● **Exercise**:
All of the records below need to be written out exactly, but without the pictures.

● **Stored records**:
◇ ◇ ◇ ◇ ◇

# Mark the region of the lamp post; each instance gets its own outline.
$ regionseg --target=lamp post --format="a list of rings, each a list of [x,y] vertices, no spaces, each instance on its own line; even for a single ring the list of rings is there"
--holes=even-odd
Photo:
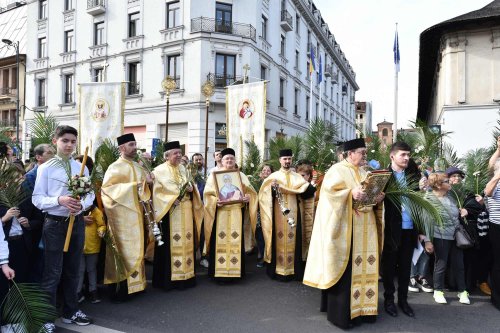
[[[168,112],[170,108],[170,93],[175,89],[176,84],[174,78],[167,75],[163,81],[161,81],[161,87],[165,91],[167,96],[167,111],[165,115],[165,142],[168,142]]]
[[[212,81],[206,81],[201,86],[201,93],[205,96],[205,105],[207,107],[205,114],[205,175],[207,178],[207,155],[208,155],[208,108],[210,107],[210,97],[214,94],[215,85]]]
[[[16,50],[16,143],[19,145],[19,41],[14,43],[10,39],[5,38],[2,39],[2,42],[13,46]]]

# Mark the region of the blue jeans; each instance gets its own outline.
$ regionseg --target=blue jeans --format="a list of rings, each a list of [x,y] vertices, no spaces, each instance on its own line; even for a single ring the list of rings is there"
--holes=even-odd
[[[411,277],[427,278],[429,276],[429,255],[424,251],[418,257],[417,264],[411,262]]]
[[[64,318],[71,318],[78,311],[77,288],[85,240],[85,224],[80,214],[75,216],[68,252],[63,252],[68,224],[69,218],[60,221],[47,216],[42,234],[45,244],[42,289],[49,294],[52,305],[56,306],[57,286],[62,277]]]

◇ ◇ ◇ ◇ ◇

● **Result of the task**:
# Mark the region of the lamp post; each instance gets its own outline.
$ regionseg --target=lamp post --format="a list of rings, each a list of [x,y] vertices, no spaces, each instance on its own line; even for a single ring the list of rings is there"
--holes=even-odd
Photo:
[[[168,112],[170,108],[170,93],[175,89],[176,84],[174,78],[167,75],[163,81],[161,81],[161,87],[165,91],[167,96],[167,111],[165,115],[165,142],[168,142]]]
[[[212,81],[206,81],[201,86],[201,93],[205,96],[205,105],[207,107],[205,114],[205,175],[207,178],[207,155],[208,155],[208,108],[210,107],[210,97],[214,94],[215,85]]]
[[[16,50],[16,143],[19,145],[19,41],[14,43],[10,39],[5,38],[2,39],[2,42],[13,46]]]

# Mark the region of the blue jeans; each instance gets its own outline.
$ regionseg --target=blue jeans --format="a list of rings, each a list of [x,y] vertices, no spaces, each instance on its own line; even for a single ring the list of rings is there"
--holes=even-odd
[[[411,277],[427,278],[429,276],[429,255],[424,251],[418,257],[417,264],[411,262]]]
[[[64,318],[71,318],[78,311],[77,288],[85,240],[85,224],[80,214],[75,216],[68,252],[63,252],[68,224],[69,218],[60,221],[47,216],[42,234],[45,244],[42,289],[49,294],[52,305],[56,306],[57,286],[62,277]]]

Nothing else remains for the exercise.